• [SELECTED PASSAGE]
It's the End of an Era at the Educational Opportunity Program
Tony Howell’s office on the third floor of NJIT’s Campbell Hall is as much a retrospective of the past two decades of the Educational Opportunity Program (EOP), of which he has been executive director since 1997, as it is a testament to the devotion of the man himself. Pictures of EOP students, many with Howell by their side, adorn the walls, and trinkets from the program line the window shelf along the back of the room.
Dressed this day in a black button-down shirt with “NJIT Educational Opportunity Program” stitched in red, Howell is as always a staunch representative of the program — which provides academic support and career and personal counseling to underserved first-time full-time freshmen and transfer students, with the end goal of improving their educational and professional outcomes. Toward this end, EOP offers an intensive Pre-freshmen Summer Academic Enrichment Program, a Winter Intersession, Undergraduate Research Experience opportunities, and access to internships and jobs.
But both Howell and the program, through which he has helped shepherd roughly 2,500 students, will be closing a long chapter over the next six months as he steps away from the helm. “I’m moving myself out of the day-to-day operations of running the EOP program,” said Howell, explaining that during this transition period he will help the university launch two important initiatives and then continue as a consultant to NJIT and EOP.
One of those initiatives involves assisting NJIT in applying for and launching its membership in the Garden State Alliance for Minority Participation (AMP), a National Science Foundation grant program that funds schools in defined geographic areas to recruit and retain minority students, and ultimately increase the number of minorities in STEM fields. (NJIT has been part of the Philadelphia AMP for the past 21 years and seeks to transfer to the New Jersey organization.) Howell will also lend his expertise to recruitment of minority faculty and has already begun introductions.

• [INFORMATION SHOWN]
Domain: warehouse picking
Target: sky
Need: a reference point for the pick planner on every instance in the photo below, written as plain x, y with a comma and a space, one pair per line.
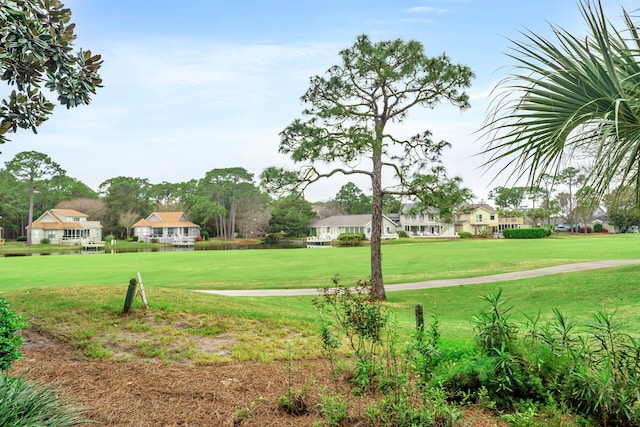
196, 85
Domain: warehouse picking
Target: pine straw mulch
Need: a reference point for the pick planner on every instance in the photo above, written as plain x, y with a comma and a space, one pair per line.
156, 394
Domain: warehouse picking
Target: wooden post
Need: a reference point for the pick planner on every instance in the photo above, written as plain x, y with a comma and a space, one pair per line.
142, 294
419, 318
131, 293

• [REQUIREMENT] Reproduce word for word the part of the Educational Opportunity Program article from "It's the End" to "of the room.".

• [TASK RESULT]
It's the End of an Era at the Educational Opportunity Program
Tony Howell’s office on the third floor of NJIT’s Campbell Hall is as much a retrospective of the past two decades of the Educational Opportunity Program (EOP), of which he has been executive director since 1997, as it is a testament to the devotion of the man himself. Pictures of EOP students, many with Howell by their side, adorn the walls, and trinkets from the program line the window shelf along the back of the room.